● PROBLEM TO SOLVE
Pull every line that includes the word "window" out of the data below and copy it.

START LISTED RECORDS

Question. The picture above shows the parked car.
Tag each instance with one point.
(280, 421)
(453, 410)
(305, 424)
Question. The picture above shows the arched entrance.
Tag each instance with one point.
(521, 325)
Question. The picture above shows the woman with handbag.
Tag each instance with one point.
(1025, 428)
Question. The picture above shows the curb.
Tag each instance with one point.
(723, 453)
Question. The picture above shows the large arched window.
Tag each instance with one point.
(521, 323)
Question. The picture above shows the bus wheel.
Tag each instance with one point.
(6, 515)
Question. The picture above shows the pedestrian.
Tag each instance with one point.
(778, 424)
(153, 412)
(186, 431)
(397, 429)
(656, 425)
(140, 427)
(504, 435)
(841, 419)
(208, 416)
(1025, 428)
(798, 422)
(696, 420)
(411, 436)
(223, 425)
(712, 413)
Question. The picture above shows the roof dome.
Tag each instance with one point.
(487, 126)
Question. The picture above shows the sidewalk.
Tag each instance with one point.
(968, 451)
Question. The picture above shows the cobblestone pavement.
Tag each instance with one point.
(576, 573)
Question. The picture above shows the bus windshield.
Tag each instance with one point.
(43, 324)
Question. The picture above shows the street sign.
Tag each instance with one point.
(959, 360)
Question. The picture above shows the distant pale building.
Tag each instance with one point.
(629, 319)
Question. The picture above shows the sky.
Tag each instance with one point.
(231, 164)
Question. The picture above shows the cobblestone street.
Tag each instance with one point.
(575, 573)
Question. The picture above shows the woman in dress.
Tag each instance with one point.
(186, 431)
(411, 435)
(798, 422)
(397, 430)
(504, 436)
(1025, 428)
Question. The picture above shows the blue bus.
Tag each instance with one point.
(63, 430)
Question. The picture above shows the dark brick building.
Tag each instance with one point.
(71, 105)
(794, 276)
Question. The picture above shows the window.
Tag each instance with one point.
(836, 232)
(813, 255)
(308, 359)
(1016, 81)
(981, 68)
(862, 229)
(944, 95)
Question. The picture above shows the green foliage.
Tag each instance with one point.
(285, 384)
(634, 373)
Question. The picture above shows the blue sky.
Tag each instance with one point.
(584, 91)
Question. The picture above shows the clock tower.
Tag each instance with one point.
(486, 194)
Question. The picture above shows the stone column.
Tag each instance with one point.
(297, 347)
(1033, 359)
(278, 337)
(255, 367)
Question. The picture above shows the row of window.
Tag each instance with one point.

END LISTED RECORDS

● OUTPUT FOR THIS TASK
Question. The picture above shows the large arched window.
Question. The picture above shows the window.
Question. The picture above shows the row of window.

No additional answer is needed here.